**GOAL**
Rewrite the items from the line containing "texture surface in the photo above." through the line containing "(1023, 635)", both included, and add -70 to every coordinate value in their answers.

**TASK MATERIAL**
* * *
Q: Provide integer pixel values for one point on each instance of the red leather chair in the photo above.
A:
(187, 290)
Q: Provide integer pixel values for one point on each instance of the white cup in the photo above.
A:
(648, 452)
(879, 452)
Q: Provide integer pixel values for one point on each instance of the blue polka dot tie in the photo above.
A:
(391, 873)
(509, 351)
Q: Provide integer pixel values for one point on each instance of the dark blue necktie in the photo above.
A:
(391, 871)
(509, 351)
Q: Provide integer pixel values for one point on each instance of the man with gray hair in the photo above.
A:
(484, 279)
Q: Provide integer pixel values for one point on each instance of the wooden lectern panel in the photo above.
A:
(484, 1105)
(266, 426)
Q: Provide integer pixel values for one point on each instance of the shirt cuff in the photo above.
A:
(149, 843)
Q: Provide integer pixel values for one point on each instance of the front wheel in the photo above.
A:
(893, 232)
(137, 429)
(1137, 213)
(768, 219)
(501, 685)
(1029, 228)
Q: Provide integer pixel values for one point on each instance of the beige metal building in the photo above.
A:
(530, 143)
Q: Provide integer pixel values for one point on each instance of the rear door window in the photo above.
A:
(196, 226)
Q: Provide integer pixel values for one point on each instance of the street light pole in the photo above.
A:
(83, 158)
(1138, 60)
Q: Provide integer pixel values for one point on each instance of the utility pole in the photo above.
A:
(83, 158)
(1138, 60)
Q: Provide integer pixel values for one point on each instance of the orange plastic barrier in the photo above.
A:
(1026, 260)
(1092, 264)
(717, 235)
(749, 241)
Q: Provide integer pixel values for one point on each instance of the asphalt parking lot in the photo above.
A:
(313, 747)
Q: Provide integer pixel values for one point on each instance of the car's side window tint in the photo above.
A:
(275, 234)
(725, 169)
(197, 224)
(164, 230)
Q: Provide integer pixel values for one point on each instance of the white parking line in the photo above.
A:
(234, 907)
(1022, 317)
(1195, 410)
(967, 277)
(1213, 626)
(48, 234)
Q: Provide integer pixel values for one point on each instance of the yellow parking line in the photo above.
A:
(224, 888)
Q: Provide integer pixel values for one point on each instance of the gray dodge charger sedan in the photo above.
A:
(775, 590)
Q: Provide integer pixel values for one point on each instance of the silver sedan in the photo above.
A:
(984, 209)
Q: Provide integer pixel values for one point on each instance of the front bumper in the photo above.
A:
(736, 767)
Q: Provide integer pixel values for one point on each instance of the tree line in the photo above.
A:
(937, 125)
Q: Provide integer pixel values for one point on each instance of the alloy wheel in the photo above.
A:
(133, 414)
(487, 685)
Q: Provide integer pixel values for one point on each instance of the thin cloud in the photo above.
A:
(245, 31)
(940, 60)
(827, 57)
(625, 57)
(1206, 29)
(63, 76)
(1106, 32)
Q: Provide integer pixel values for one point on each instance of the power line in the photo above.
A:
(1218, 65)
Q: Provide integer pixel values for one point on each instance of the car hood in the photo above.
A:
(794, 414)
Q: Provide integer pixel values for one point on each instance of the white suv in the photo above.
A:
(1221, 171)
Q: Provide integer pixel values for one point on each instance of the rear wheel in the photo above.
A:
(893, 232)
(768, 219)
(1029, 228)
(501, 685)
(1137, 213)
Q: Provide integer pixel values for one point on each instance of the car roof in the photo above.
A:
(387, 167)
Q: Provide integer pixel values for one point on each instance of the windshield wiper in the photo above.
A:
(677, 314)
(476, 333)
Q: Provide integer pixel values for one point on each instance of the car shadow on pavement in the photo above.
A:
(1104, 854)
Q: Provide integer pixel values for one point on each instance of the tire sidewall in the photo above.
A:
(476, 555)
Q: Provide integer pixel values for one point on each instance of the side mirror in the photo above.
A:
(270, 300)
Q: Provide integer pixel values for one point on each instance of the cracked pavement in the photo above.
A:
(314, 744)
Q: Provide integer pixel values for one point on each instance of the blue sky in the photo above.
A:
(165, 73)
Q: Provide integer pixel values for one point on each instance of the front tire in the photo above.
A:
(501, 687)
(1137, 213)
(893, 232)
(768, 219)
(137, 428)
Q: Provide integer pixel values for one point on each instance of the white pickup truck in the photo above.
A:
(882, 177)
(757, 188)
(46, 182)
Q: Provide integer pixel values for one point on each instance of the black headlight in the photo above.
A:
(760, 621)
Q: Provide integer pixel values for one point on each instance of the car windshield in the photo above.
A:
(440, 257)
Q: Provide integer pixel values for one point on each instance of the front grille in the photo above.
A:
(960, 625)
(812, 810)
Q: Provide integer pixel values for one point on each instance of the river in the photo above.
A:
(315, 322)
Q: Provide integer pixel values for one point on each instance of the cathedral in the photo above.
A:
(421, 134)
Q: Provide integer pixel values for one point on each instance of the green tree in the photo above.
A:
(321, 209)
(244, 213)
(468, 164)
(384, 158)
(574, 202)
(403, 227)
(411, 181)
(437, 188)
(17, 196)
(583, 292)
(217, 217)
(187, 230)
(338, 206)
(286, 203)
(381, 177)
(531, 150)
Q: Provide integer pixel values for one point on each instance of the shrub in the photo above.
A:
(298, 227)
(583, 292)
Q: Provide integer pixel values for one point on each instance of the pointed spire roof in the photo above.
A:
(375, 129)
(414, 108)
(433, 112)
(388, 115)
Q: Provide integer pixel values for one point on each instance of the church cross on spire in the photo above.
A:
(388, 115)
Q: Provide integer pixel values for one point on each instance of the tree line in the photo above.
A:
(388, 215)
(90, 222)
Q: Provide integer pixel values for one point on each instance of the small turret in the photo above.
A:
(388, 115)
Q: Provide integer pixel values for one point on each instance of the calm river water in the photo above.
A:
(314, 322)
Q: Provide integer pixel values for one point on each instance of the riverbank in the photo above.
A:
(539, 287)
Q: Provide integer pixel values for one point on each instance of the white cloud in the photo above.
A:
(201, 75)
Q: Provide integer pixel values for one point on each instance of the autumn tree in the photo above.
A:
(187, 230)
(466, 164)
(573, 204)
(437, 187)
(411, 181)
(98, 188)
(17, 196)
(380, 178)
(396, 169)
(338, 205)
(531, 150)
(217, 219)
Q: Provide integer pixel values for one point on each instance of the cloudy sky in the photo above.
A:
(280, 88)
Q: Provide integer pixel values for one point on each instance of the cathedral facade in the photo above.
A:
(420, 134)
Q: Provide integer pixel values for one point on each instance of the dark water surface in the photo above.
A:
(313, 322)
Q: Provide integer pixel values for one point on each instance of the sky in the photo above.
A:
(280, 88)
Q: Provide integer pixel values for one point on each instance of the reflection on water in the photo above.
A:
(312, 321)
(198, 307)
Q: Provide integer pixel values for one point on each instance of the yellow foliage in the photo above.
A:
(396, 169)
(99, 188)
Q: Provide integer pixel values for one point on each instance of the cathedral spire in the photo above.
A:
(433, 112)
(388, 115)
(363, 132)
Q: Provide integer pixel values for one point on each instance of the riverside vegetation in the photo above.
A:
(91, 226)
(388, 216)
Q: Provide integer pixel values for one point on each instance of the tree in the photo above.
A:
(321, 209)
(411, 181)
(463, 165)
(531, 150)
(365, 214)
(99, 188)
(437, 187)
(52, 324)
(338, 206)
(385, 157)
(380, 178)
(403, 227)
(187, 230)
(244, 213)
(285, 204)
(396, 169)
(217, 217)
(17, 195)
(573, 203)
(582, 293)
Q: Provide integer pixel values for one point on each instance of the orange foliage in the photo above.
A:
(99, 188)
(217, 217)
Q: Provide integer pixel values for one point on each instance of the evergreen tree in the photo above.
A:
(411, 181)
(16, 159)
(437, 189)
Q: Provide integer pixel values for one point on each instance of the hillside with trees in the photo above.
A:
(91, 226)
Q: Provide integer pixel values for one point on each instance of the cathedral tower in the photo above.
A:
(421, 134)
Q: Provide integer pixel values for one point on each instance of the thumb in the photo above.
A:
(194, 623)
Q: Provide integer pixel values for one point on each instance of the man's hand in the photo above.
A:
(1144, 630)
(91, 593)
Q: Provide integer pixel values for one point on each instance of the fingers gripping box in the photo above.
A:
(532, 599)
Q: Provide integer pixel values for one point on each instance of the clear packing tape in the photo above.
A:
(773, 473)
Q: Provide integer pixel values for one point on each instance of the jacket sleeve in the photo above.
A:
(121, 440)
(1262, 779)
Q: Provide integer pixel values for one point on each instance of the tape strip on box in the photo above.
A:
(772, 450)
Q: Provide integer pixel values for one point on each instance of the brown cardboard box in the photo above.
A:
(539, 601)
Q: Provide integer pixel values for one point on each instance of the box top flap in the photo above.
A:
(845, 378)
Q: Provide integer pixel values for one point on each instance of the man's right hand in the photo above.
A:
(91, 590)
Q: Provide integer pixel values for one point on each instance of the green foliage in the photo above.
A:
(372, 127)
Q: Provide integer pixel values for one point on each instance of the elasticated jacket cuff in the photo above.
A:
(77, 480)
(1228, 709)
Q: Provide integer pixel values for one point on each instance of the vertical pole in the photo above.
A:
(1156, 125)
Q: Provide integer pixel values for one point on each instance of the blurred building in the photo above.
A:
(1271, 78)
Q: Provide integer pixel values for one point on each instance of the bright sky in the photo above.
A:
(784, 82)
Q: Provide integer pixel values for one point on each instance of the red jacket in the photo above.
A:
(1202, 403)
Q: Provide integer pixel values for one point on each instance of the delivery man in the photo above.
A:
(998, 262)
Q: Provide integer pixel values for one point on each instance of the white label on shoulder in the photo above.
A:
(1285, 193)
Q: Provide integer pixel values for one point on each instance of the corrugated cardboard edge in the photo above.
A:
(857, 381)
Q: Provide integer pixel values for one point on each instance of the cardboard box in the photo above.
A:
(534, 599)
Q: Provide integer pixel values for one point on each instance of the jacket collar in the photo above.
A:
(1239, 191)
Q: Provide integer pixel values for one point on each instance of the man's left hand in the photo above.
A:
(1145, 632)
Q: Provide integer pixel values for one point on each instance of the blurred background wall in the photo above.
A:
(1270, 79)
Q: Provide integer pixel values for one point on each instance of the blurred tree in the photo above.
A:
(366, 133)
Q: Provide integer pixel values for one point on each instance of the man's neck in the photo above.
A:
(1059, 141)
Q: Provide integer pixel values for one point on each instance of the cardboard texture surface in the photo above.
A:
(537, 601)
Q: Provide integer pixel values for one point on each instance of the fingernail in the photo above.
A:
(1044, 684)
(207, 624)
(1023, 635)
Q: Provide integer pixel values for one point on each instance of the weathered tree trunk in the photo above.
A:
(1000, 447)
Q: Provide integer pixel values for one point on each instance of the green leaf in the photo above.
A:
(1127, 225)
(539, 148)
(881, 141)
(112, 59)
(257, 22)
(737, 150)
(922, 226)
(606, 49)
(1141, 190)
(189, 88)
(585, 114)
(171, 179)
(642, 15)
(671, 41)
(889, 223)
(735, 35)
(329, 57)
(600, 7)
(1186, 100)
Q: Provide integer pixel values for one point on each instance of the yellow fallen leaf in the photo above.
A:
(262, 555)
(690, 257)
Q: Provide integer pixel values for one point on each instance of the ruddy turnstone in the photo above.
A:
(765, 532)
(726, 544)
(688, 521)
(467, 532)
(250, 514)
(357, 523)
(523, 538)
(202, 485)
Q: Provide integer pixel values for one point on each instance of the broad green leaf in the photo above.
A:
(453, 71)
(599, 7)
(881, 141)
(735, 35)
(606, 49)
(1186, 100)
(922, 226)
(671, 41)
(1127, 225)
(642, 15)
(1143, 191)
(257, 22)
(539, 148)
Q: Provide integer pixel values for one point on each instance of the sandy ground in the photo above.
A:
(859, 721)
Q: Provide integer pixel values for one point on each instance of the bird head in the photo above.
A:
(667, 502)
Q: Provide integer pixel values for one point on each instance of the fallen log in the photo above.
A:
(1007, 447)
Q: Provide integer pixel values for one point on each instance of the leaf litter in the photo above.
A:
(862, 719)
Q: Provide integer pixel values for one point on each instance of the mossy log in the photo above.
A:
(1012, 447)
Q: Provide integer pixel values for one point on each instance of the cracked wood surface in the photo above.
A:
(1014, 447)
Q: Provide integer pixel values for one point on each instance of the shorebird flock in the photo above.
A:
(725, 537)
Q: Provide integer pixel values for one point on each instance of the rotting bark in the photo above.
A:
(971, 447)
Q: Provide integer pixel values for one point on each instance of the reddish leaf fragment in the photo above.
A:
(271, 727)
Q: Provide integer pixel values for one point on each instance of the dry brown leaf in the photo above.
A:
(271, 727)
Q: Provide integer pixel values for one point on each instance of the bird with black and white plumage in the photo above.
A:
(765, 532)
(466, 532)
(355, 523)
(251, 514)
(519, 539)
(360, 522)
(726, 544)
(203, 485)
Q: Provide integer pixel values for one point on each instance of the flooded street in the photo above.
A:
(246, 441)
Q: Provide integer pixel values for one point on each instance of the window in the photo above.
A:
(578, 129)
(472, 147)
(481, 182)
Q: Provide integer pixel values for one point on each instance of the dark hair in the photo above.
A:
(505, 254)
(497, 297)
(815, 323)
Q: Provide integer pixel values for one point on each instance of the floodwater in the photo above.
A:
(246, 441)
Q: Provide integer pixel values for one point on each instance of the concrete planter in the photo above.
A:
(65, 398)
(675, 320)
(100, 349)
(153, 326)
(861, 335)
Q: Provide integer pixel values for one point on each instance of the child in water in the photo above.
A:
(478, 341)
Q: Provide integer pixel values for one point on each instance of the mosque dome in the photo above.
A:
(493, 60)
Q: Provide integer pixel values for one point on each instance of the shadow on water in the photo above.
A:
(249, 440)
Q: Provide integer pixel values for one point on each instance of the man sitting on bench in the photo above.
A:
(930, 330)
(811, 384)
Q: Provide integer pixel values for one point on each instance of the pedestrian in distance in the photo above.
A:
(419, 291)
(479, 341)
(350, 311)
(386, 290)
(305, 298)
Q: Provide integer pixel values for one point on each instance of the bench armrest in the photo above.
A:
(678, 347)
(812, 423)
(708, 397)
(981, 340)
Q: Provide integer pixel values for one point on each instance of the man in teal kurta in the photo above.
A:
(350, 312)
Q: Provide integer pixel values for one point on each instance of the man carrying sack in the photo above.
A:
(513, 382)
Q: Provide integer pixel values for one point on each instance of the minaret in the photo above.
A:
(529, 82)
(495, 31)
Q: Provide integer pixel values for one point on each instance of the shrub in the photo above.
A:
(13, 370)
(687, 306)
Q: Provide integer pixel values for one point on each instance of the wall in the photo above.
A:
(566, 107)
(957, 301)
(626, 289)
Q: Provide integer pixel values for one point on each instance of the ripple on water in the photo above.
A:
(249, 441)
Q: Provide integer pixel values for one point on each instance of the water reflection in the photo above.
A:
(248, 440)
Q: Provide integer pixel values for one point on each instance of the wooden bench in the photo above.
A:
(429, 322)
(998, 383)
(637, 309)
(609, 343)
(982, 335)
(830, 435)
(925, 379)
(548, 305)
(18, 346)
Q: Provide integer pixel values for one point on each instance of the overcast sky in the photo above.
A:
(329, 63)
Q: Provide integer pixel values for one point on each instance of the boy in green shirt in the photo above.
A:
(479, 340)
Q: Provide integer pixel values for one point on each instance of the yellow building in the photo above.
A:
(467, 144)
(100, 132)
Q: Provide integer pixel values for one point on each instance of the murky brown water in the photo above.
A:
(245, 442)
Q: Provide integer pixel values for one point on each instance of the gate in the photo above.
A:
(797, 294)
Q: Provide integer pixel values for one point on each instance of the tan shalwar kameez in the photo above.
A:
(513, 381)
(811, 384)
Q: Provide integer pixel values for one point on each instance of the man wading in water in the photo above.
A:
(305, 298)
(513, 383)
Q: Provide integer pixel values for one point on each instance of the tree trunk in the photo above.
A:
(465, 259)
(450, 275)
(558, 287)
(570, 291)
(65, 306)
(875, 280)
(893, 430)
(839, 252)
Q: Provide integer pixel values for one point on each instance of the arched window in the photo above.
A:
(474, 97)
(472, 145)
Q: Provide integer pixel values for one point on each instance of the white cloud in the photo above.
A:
* * *
**FINISHED ANSWER**
Q: Provide integer pixel values for one point on each instance of the cardboard texture surface in the photo above.
A:
(467, 531)
Q: Provide integer pixel values for one point on each instance of the fingernail in the photo above.
A:
(974, 614)
(137, 554)
(953, 565)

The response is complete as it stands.